#### [Problem details]
Output the material below unchanged, apart from leaving out the pictures.

#### [Data to process]

_ _ _ _ _

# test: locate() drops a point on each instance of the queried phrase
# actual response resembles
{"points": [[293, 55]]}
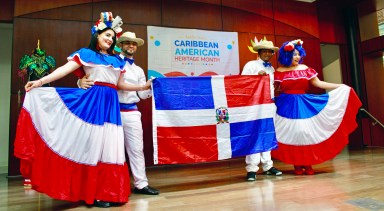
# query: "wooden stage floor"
{"points": [[354, 180]]}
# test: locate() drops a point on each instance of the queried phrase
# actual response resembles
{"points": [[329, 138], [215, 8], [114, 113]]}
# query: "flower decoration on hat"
{"points": [[291, 45], [107, 21]]}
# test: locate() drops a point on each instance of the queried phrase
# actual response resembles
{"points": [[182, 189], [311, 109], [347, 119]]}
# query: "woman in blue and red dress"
{"points": [[70, 141], [310, 128]]}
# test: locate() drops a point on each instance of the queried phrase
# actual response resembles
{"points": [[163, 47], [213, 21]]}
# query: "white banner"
{"points": [[191, 52]]}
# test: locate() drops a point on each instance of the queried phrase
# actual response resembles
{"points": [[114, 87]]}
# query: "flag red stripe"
{"points": [[247, 91], [187, 144]]}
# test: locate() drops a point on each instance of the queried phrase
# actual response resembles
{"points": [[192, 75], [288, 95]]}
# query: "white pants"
{"points": [[133, 141], [254, 160]]}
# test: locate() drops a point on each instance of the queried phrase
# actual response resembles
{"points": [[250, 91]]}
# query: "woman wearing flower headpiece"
{"points": [[70, 140], [310, 128]]}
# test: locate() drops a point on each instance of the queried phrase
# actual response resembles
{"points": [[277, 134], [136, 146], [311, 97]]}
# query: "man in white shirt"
{"points": [[130, 116], [261, 66]]}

_ _ _ _ _

#### [Output for this exercise]
# test: locate() drops a point on each instance of the queried phrase
# actual response resembles
{"points": [[293, 55]]}
# query: "wooden stage floor"
{"points": [[354, 180]]}
# test: locate() drops a point on each instance of the queried phrase
# actual response resembles
{"points": [[329, 138], [215, 8], [114, 113]]}
# query: "flower decoration on hat"
{"points": [[291, 45], [107, 21]]}
# test: locate() drops a point on each instance of the queried phrase
# actual response resembles
{"points": [[182, 189], [311, 109], [347, 119]]}
# query: "woman in blue and red dress"
{"points": [[70, 141], [310, 128]]}
# test: locate() drops a point on each instance of the queried phrase
# actual response resembles
{"points": [[163, 47], [213, 21]]}
# query: "white banner"
{"points": [[191, 52]]}
# test: locate() drops a point on each instance of the queried phrase
# actual response resembles
{"points": [[114, 87]]}
# query: "flag red stripe"
{"points": [[247, 91], [187, 144]]}
# test: locate() drops a point on each instance of the queried phrase
# actual response resembles
{"points": [[192, 75], [288, 95]]}
# query: "white pants"
{"points": [[133, 141], [254, 160]]}
# test: locate() drops a point on each instance of the queried phrase
# actual response resembles
{"points": [[250, 91]]}
# query: "woman wearing flower headpiece"
{"points": [[70, 140], [310, 128]]}
# test: locate() drops a point on each instance of the queried phrase
# actual response resembles
{"points": [[277, 134], [136, 146], [311, 97]]}
# query: "man in white shirt"
{"points": [[130, 116], [261, 66]]}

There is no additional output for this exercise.